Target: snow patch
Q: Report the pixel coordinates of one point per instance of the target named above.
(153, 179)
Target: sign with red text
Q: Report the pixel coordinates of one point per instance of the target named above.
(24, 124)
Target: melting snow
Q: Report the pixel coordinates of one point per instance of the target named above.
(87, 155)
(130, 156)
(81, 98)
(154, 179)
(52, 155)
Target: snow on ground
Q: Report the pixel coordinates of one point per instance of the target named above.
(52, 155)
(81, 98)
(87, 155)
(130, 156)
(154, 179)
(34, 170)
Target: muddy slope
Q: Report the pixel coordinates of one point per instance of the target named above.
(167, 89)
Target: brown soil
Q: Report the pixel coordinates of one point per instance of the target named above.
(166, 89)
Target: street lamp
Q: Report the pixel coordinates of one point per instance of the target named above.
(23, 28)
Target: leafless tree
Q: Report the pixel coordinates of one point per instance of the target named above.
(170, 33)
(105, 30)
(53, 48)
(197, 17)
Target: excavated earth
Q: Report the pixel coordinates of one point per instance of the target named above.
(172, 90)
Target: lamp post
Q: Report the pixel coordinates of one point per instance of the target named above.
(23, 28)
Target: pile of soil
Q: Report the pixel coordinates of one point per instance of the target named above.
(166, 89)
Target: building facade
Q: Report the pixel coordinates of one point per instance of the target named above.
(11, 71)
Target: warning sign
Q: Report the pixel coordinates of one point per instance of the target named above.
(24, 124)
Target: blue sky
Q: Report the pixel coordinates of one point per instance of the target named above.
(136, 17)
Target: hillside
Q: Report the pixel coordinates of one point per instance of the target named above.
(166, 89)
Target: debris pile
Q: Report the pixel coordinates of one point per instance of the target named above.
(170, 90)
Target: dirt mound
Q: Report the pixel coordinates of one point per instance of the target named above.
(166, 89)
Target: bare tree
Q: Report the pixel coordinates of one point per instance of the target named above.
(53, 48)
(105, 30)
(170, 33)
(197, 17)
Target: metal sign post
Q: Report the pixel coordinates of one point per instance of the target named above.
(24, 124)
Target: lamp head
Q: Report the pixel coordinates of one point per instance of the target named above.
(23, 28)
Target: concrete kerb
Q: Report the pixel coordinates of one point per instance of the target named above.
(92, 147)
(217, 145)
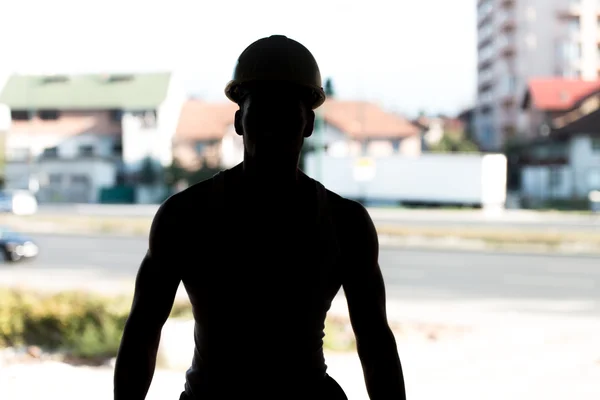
-------
From the lines above, copy every line that contains the string "post". Matching is case-sensitive.

Target: lamp post
Target: metal sign post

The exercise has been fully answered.